* [GIT PULL rcu/urgent] yet more lockdep-RCU splat fixes
@ 2010-06-16 4:22 Paul E. McKenney
2010-06-16 5:53 ` Ingo Molnar
0 siblings, 1 reply; 7+ messages in thread
From: Paul E. McKenney @ 2010-06-16 4:22 UTC (permalink / raw)
To: mingo
Cc: linux-kernel, akpm, a.p.zijlstra, tglx, daniel.blueman, lizf,
miles.lane, manfred
Hello, Ingo,
Here are a few more fixes for RCU-lockdep splats.
git://git.kernel.org/pub/scm/linux/kernel/git/paulmck/linux-2.6-rcu.git rcu/urgent
This is based off of v2.6.35-rc3.
Thanx, Paul
------------------>
Daniel J Blueman (1):
rcu: fix lockdep splat in wake_affine()
Paul E. McKenney (2):
rcu: fix scope of wake_affine()'s new RCU read-side critical section
idr: fix RCU lockdep splat in idr_get_next()
kernel/sched_fair.c | 2 ++
lib/idr.c | 4 ++--
2 files changed, 4 insertions(+), 2 deletions(-)
^ permalink raw reply [flat|nested] 7+ messages in thread
* Re: [GIT PULL rcu/urgent] yet more lockdep-RCU splat fixes
2010-06-16 4:22 [GIT PULL rcu/urgent] yet more lockdep-RCU splat fixes Paul E. McKenney
@ 2010-06-16 5:53 ` Ingo Molnar
2010-06-16 6:23 ` Peter Zijlstra
0 siblings, 1 reply; 7+ messages in thread
From: Ingo Molnar @ 2010-06-16 5:53 UTC (permalink / raw)
To: Paul E. McKenney
Cc: linux-kernel, akpm, a.p.zijlstra, tglx, daniel.blueman, lizf,
miles.lane, manfred
* Paul E. McKenney <paulmck@linux.vnet.ibm.com> wrote:
> Hello, Ingo,
>
> Here are a few more fixes for RCU-lockdep splats.
>
> git://git.kernel.org/pub/scm/linux/kernel/git/paulmck/linux-2.6-rcu.git rcu/urgent
>
> This is based off of v2.6.35-rc3.
>
> Thanx, Paul
>
> ------------------>
> Daniel J Blueman (1):
> rcu: fix lockdep splat in wake_affine()
>
> Paul E. McKenney (2):
> rcu: fix scope of wake_affine()'s new RCU read-side critical section
> idr: fix RCU lockdep splat in idr_get_next()
>
> kernel/sched_fair.c | 2 ++
> lib/idr.c | 4 ++--
> 2 files changed, 4 insertions(+), 2 deletions(-)
Pulled, thanks a lot Paul!
Ingo
^ permalink raw reply [flat|nested] 7+ messages in thread
* Re: [GIT PULL rcu/urgent] yet more lockdep-RCU splat fixes
2010-06-16 5:53 ` Ingo Molnar
@ 2010-06-16 6:23 ` Peter Zijlstra
2010-06-16 22:41 ` Paul E. McKenney
0 siblings, 1 reply; 7+ messages in thread
From: Peter Zijlstra @ 2010-06-16 6:23 UTC (permalink / raw)

[Stored items]

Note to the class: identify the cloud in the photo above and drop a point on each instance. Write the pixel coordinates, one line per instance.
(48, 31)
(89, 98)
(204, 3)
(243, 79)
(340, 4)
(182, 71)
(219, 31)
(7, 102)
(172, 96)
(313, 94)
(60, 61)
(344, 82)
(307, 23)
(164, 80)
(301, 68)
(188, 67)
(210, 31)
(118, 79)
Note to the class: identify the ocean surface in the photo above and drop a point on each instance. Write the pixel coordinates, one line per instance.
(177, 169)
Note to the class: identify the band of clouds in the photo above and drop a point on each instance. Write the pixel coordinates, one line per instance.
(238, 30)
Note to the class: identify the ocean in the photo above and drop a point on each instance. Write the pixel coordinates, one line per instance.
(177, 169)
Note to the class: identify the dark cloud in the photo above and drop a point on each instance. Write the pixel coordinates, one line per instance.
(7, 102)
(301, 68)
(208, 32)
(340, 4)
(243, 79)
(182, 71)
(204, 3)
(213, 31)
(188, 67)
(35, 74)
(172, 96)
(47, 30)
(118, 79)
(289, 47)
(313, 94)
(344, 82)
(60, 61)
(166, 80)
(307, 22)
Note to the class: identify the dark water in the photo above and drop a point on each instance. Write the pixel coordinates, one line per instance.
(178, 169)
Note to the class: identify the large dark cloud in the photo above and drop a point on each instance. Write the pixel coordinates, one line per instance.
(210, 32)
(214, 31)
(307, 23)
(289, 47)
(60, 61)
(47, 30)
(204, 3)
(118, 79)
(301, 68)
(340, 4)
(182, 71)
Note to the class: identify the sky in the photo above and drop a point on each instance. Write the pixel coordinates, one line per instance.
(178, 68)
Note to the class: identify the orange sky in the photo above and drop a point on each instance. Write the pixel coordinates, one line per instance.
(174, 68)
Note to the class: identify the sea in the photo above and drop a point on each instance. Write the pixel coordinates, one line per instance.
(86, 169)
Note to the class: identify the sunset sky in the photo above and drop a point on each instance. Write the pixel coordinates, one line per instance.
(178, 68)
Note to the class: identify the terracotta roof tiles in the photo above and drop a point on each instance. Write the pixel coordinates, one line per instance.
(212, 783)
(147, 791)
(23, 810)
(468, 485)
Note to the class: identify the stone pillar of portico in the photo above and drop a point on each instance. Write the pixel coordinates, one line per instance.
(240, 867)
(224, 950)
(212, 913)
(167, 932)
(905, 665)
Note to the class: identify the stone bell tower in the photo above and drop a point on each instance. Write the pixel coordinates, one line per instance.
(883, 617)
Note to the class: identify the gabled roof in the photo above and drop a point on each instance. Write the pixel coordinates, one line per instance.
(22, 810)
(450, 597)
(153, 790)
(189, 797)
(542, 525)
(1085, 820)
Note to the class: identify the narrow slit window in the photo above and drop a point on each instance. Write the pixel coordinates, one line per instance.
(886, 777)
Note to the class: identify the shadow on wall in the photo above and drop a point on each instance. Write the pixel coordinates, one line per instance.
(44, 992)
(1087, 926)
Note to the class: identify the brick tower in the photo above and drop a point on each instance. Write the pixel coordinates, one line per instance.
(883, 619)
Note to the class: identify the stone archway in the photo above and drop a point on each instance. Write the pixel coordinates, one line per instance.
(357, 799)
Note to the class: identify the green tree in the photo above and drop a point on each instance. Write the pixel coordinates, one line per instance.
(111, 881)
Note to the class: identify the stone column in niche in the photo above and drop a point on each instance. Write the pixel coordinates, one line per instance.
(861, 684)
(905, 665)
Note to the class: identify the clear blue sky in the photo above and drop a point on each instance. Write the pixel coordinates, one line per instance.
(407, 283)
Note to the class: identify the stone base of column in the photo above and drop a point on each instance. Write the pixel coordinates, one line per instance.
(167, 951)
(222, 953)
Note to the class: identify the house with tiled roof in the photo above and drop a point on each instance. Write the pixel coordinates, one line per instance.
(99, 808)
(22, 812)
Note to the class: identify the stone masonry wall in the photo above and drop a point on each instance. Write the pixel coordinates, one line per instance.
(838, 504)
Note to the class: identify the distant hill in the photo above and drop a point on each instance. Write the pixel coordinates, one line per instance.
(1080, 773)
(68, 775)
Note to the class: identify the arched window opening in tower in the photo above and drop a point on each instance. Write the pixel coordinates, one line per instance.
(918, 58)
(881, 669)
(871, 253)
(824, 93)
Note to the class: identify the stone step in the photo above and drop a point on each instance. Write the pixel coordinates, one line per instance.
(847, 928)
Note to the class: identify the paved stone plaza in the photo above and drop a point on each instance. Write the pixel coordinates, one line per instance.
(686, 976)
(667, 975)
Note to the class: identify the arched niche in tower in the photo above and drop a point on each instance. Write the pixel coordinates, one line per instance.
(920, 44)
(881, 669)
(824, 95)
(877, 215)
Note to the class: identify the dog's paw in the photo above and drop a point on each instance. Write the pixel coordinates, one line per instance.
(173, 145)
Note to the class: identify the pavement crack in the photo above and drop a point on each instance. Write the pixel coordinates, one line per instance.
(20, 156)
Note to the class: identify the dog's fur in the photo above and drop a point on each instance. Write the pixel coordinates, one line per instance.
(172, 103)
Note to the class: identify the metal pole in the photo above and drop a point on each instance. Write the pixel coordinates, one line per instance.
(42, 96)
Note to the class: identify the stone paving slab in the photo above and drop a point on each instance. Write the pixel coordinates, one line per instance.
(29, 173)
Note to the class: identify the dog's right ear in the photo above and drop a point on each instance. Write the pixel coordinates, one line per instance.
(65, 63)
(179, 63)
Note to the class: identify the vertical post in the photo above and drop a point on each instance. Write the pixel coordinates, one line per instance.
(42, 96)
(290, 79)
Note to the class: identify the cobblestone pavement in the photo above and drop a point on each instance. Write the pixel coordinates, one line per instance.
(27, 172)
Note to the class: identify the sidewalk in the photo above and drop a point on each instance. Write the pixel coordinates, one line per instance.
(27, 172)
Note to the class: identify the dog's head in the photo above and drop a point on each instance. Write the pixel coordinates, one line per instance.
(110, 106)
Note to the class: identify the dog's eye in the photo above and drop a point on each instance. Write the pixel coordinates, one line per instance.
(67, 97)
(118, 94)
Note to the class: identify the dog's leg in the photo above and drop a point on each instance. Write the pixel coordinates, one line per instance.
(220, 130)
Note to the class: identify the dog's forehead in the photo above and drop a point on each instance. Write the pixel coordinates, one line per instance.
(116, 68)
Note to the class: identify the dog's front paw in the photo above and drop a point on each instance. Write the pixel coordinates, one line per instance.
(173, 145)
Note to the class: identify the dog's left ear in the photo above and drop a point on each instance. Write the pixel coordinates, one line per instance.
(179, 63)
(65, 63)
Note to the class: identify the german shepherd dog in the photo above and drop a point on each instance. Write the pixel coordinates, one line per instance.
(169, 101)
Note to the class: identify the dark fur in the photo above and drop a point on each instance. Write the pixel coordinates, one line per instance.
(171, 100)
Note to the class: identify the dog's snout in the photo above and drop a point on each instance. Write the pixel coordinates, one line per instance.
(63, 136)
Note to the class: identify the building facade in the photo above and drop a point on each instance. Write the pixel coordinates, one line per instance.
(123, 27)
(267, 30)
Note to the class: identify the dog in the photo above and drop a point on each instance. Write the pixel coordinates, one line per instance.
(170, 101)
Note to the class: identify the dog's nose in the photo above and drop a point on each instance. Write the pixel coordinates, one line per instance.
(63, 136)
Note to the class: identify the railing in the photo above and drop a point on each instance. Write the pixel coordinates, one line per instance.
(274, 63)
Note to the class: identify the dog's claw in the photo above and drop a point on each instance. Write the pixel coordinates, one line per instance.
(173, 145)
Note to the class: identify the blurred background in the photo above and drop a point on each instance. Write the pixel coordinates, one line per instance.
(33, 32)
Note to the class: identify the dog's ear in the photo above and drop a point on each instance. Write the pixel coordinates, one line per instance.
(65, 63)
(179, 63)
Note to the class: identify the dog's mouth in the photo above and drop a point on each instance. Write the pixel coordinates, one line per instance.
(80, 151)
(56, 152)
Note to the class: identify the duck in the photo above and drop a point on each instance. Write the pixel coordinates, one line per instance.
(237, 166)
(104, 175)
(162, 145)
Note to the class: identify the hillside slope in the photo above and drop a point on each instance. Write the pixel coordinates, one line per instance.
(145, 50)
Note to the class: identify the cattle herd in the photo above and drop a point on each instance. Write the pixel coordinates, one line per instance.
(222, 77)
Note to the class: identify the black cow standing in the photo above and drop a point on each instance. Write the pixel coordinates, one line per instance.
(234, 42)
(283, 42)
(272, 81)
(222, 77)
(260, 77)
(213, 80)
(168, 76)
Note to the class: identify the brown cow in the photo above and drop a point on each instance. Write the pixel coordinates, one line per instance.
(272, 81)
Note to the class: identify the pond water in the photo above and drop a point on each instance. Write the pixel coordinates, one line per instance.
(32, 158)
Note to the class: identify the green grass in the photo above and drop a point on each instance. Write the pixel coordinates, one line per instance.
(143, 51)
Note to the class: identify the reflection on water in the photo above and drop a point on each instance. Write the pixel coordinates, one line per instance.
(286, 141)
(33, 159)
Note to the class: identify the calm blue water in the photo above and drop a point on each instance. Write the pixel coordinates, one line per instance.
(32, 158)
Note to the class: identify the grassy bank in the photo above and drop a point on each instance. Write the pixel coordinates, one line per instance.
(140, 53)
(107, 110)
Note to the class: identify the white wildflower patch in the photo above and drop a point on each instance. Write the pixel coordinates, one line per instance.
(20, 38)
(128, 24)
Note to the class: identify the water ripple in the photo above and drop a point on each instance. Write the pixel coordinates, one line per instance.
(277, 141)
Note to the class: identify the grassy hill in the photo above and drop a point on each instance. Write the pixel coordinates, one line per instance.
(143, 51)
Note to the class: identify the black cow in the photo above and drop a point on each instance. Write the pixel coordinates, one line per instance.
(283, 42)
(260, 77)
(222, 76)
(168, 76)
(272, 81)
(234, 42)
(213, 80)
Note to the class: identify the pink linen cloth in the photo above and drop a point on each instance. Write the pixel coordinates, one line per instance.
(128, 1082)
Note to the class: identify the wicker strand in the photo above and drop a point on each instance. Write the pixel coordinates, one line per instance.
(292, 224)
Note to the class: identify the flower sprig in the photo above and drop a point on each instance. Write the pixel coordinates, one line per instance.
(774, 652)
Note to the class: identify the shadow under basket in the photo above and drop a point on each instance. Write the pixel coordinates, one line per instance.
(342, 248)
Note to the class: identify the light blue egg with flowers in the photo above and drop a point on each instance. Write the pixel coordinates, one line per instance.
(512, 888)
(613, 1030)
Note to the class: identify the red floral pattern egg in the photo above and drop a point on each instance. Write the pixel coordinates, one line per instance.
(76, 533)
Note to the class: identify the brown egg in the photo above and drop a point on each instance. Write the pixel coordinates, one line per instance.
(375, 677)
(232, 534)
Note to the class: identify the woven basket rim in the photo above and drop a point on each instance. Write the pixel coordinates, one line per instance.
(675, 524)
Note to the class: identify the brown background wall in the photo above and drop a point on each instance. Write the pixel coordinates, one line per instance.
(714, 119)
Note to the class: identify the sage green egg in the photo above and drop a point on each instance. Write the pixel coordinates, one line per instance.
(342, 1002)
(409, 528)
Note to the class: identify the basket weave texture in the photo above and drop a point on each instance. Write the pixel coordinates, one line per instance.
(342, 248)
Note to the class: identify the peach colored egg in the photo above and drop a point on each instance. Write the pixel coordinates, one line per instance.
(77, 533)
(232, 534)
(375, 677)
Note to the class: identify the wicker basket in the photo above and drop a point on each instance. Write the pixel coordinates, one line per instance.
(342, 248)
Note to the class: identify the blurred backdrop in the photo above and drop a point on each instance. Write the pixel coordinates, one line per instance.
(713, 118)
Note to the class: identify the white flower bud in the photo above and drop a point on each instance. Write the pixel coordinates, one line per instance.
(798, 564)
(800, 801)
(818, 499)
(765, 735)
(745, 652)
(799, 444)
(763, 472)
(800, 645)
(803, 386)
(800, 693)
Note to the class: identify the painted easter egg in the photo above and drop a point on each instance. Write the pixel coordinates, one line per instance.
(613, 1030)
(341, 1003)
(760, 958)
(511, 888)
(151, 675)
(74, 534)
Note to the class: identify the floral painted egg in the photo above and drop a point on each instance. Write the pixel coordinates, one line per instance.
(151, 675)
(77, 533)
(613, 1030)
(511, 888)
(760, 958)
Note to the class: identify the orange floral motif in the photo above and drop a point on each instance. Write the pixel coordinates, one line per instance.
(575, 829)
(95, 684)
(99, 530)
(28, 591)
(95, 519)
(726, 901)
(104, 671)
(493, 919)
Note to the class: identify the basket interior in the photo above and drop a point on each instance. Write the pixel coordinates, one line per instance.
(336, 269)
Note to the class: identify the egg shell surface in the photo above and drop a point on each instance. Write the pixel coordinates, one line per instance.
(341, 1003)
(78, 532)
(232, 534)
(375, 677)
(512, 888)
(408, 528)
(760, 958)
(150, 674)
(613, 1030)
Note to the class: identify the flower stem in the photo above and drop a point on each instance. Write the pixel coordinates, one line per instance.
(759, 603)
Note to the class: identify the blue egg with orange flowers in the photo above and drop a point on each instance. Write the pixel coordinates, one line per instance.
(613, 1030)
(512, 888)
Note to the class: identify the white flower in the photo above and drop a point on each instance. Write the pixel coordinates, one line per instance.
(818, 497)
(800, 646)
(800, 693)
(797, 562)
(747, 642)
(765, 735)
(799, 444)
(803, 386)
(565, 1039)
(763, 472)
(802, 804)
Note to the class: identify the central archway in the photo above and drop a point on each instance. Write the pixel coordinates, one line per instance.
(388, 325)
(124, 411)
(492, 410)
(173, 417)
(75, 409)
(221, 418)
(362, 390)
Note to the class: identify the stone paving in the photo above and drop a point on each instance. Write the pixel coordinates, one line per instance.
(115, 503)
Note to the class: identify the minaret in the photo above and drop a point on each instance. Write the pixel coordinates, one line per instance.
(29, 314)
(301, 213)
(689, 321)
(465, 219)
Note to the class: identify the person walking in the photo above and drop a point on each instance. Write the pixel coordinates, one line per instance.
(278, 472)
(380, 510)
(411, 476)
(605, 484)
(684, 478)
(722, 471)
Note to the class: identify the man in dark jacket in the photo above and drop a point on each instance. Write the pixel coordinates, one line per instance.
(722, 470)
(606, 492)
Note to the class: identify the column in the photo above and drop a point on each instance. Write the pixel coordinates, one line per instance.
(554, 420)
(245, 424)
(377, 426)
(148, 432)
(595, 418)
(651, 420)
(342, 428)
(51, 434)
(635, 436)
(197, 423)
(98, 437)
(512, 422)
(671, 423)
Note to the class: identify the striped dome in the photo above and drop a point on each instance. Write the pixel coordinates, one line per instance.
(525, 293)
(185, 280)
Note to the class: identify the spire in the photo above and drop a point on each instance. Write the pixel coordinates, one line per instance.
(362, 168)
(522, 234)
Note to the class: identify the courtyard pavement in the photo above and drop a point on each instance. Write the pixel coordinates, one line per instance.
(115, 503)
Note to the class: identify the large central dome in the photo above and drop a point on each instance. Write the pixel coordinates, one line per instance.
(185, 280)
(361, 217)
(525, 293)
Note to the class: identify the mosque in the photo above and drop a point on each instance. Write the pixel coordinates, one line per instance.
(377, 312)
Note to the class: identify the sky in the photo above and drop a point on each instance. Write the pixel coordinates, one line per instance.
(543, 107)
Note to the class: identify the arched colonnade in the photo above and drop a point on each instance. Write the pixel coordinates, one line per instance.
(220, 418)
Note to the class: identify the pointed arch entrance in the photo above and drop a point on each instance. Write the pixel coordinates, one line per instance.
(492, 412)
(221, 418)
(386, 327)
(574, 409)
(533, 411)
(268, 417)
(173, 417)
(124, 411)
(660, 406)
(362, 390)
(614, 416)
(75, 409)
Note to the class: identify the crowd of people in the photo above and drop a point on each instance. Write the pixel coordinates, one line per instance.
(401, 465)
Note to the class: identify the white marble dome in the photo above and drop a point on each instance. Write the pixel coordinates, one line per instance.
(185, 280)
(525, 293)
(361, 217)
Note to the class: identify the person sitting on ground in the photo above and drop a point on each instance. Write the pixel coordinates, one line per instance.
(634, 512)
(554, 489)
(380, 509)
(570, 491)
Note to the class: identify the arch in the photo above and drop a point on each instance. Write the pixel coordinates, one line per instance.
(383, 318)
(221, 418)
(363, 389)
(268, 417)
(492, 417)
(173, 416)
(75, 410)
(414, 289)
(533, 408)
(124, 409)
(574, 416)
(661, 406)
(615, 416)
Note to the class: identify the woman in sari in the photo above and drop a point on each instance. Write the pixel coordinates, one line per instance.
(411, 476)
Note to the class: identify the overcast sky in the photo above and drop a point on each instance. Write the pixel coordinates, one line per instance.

> _What to do_
• a. Do the following statements agree with the thread? Answer yes or no for each, and quote the words of the thread that decide it.
(i) The pull request is based on v2.6.35-rc3.
(ii) Paul E. McKenney wrote all three commits in the pull request.
(iii) The changes touch three files.
• b. Which commit in the thread is credited to Daniel J Blueman?
• c. Please print everything in the thread from "Pulled, thanks a" down to "6:23 UTC (permalink / raw)".

> _Exercise solutions_
• a.
(i) Yes: "This is based off of v2.6.35-rc3."
(ii) No: "Daniel J Blueman (1):"
(iii) No: "2 files changed, 4 insertions(+), 2 deletions(-)"

• b. rcu: fix lockdep splat in wake_affine()

• c.
Pulled, thanks a lot Paul!
Ingo
^ permalink raw reply [flat|nested] 7+ messages in thread
* Re: [GIT PULL rcu/urgent] yet more lockdep-RCU splat fixes
2010-06-16 5:53 ` Ingo Molnar
@ 2010-06-16 6:23 ` Peter Zijlstra
2010-06-16 22:41 ` Paul E. McKenney
0 siblings, 1 reply; 7+ messages in thread
From: Peter Zijlstra @ 2010-06-16 6:23 UTC (permalink / raw)